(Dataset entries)
## Start

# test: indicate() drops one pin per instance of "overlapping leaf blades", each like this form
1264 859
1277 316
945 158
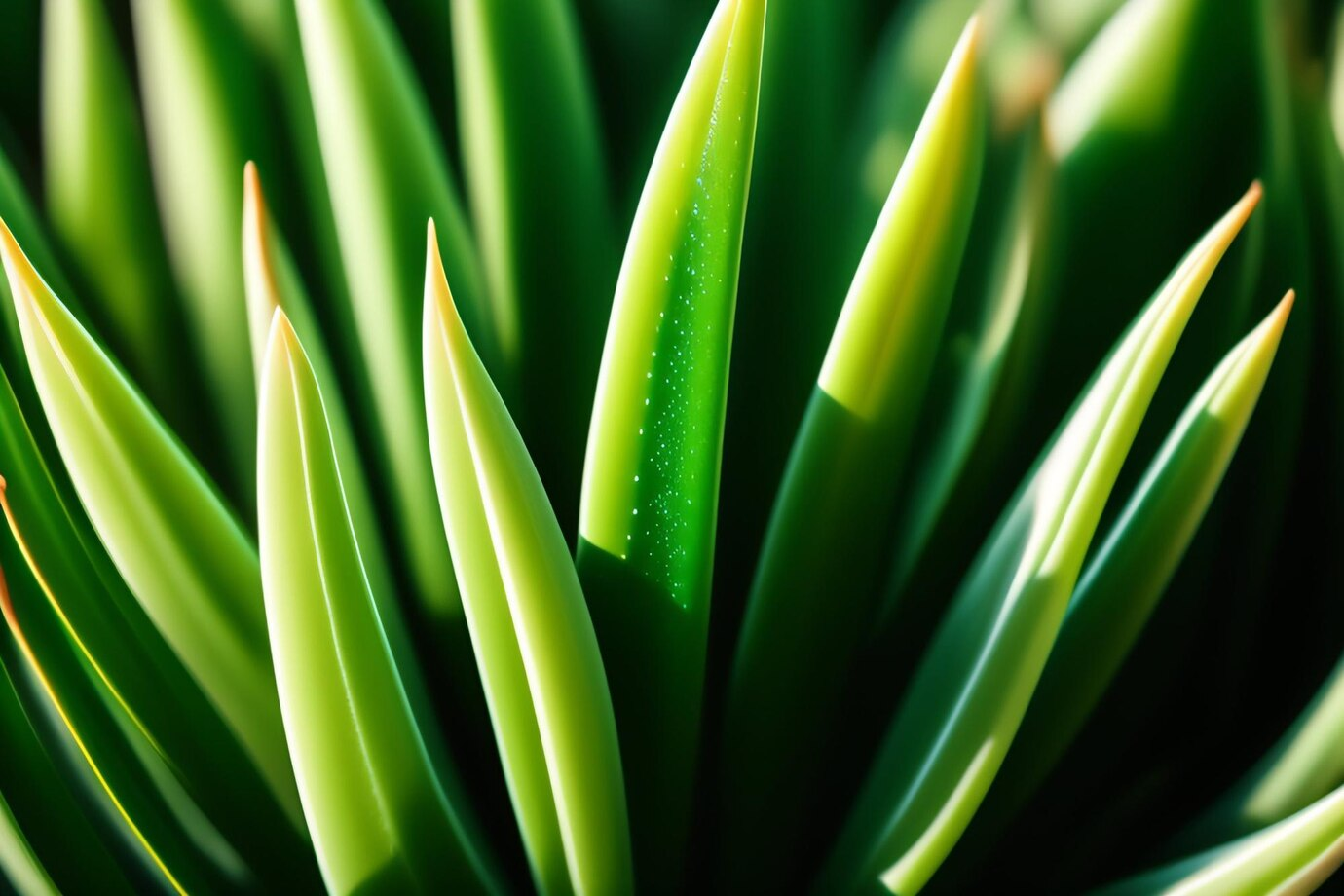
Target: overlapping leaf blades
651 480
379 814
177 547
941 753
534 640
835 503
134 683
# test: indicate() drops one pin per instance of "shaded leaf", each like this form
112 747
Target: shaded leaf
968 697
386 173
99 198
835 506
204 109
538 186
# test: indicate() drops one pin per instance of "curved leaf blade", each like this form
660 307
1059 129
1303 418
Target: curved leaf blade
534 638
99 197
180 852
941 754
1289 859
202 93
113 638
41 804
1129 570
648 512
378 813
179 549
386 175
834 509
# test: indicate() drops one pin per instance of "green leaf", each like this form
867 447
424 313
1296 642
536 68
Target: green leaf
984 375
791 287
386 173
1129 570
172 841
272 280
968 697
179 549
651 478
99 197
834 509
534 638
541 203
381 817
21 218
1302 765
1290 859
19 864
202 93
116 641
42 807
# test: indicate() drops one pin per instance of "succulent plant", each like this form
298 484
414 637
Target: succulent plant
374 524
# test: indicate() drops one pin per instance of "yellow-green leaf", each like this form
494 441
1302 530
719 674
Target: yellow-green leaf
948 740
838 499
651 478
180 551
386 172
381 817
534 638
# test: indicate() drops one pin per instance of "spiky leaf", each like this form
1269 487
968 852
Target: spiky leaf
177 547
835 505
534 638
379 815
652 471
968 697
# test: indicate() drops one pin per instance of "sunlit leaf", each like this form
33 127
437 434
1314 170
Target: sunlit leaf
1129 570
381 817
652 471
968 697
99 197
108 630
988 364
388 175
202 93
834 510
180 551
42 809
272 280
534 640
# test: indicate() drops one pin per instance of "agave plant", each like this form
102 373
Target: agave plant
344 552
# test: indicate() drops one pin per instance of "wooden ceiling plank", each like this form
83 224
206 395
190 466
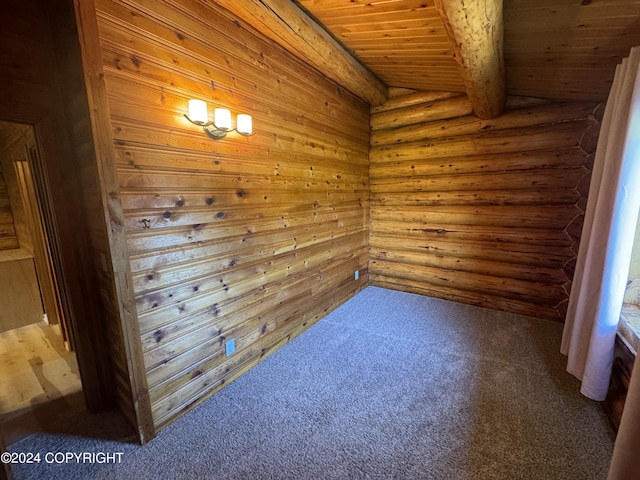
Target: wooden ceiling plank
476 33
285 23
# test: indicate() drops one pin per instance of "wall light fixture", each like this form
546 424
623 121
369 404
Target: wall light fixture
221 124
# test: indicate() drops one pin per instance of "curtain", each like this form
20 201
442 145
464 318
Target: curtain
607 237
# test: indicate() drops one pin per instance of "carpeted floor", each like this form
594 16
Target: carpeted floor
389 385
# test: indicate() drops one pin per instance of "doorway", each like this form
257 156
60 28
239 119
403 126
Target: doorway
39 377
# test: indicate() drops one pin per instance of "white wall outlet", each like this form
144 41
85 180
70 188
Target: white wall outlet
230 346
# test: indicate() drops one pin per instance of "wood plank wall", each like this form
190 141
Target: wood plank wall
8 237
484 212
32 94
13 140
8 234
86 171
251 239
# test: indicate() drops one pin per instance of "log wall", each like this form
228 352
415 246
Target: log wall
250 239
484 212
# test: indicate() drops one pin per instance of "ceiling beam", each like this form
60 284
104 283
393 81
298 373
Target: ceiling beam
288 25
475 29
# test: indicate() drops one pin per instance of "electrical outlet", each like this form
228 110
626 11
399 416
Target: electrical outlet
230 346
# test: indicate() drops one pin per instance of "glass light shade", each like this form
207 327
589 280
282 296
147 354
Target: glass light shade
222 118
198 111
243 124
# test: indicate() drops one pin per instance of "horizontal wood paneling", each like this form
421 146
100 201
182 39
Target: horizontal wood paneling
402 41
485 212
567 49
251 239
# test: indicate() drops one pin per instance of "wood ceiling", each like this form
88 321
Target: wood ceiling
560 49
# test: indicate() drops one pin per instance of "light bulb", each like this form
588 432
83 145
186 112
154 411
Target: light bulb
222 119
198 111
244 126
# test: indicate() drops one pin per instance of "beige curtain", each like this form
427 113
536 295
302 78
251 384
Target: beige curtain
625 464
607 236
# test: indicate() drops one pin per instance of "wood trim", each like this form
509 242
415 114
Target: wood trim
113 214
5 468
285 23
476 32
42 256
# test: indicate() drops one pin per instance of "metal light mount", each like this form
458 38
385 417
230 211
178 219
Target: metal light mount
221 125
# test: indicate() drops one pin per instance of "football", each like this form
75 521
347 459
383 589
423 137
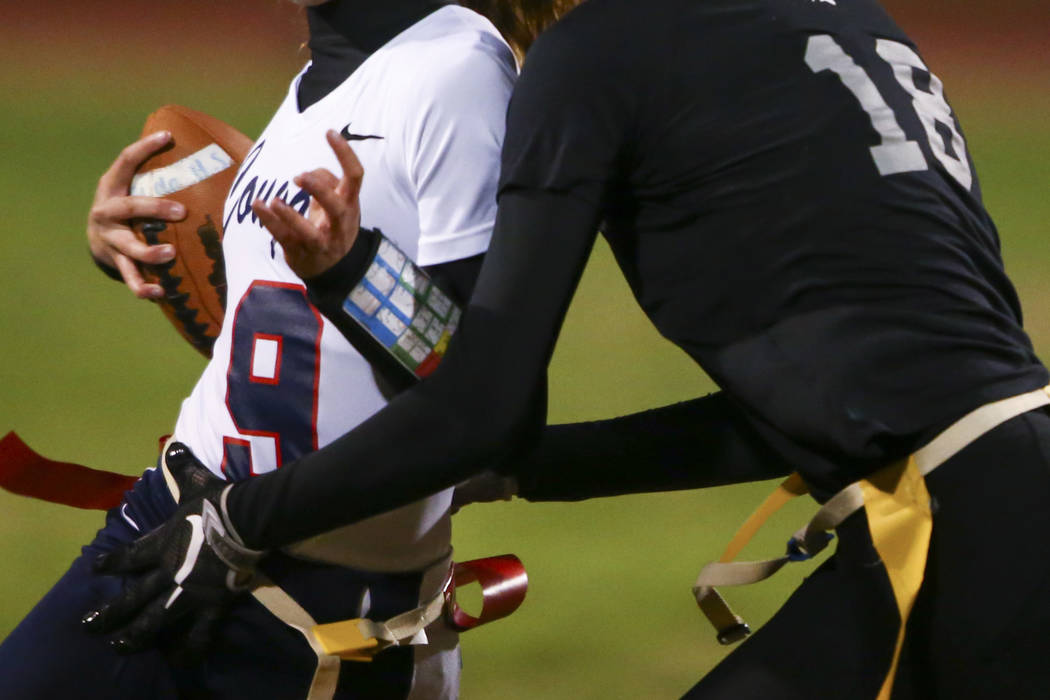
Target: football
196 170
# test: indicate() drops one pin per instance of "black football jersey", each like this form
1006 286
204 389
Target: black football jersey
790 196
789 193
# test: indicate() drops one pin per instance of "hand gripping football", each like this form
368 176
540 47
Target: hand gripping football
195 170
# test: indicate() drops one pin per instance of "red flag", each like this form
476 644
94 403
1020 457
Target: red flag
24 472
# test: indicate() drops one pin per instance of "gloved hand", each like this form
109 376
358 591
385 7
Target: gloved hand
484 487
182 574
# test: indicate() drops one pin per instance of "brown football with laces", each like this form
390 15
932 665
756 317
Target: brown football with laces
196 170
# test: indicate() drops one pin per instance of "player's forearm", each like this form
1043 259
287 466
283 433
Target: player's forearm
694 444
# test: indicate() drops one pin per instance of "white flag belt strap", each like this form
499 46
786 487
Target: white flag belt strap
814 536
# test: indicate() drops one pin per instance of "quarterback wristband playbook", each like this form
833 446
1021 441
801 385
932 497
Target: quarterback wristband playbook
387 308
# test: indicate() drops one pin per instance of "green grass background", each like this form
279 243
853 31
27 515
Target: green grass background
88 374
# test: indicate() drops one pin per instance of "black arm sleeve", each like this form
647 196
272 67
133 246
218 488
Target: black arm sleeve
694 444
476 408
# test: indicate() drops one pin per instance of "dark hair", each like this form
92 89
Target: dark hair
521 21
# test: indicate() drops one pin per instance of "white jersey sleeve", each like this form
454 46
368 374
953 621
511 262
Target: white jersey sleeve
425 117
447 144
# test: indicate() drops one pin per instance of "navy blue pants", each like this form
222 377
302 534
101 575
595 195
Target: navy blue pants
979 629
253 654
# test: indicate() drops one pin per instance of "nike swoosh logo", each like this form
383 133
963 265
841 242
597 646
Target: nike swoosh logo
356 136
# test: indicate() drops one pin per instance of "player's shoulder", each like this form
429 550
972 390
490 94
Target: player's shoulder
452 44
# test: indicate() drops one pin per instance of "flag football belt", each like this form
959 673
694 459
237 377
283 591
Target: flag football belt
899 517
502 578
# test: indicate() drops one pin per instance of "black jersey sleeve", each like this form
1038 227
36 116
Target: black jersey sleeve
694 444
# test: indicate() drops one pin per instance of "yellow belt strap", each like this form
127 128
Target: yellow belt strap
900 522
899 516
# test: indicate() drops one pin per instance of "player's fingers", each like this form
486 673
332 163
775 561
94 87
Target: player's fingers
132 277
118 178
121 209
323 177
324 193
138 593
125 242
289 237
353 171
308 234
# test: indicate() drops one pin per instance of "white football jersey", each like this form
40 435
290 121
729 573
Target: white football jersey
425 115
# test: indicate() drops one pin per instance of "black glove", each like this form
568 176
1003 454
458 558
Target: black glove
183 574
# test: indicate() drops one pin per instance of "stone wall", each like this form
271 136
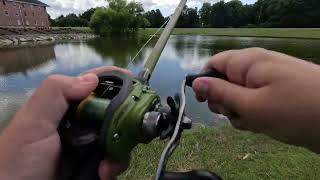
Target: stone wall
16 40
23 14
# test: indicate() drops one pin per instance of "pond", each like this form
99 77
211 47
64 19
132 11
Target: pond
23 69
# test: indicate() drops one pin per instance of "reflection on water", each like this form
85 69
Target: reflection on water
22 70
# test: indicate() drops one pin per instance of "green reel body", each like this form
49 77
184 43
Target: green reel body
111 118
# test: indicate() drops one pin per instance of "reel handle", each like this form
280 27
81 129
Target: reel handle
211 73
84 128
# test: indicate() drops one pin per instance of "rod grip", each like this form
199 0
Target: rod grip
211 73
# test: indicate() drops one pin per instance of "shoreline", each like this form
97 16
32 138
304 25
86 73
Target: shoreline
230 153
9 41
287 33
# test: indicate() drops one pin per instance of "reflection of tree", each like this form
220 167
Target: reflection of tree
23 59
120 50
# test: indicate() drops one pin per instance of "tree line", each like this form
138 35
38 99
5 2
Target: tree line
263 13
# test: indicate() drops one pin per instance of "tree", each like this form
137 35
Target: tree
155 18
205 15
189 18
87 14
119 18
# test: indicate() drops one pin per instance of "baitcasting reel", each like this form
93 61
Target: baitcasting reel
120 114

## End

> [What you should do]: Tally the lines in the data above that contain the string "wristband", matching case exactly. Reply with the number alone.

> [Worked solution]: 2